REQUEST = Arrange the lines below as a Markdown table with the columns "No." and "Line": give each line its own numbered row, skip blank lines, and leave out the pictures.

## Start EXCERPTED RECORDS

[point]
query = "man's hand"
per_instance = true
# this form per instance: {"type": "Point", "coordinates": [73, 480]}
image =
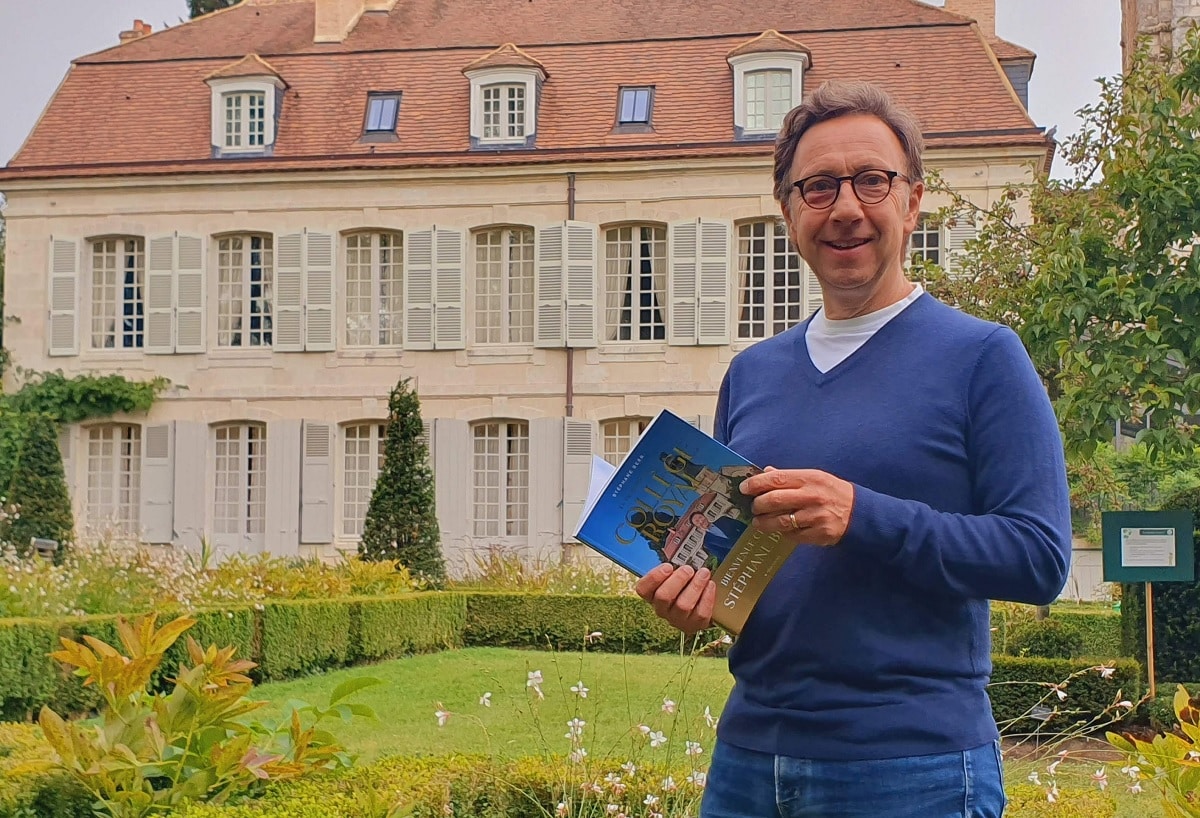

## End EXCERPTED RECORDS

CORRECT OUTPUT =
| No. | Line |
|---|---|
| 1 | [point] |
| 2 | query = "man's hand" |
| 3 | per_instance = true |
| 4 | # this form per instance: {"type": "Point", "coordinates": [73, 480]} |
| 5 | image = |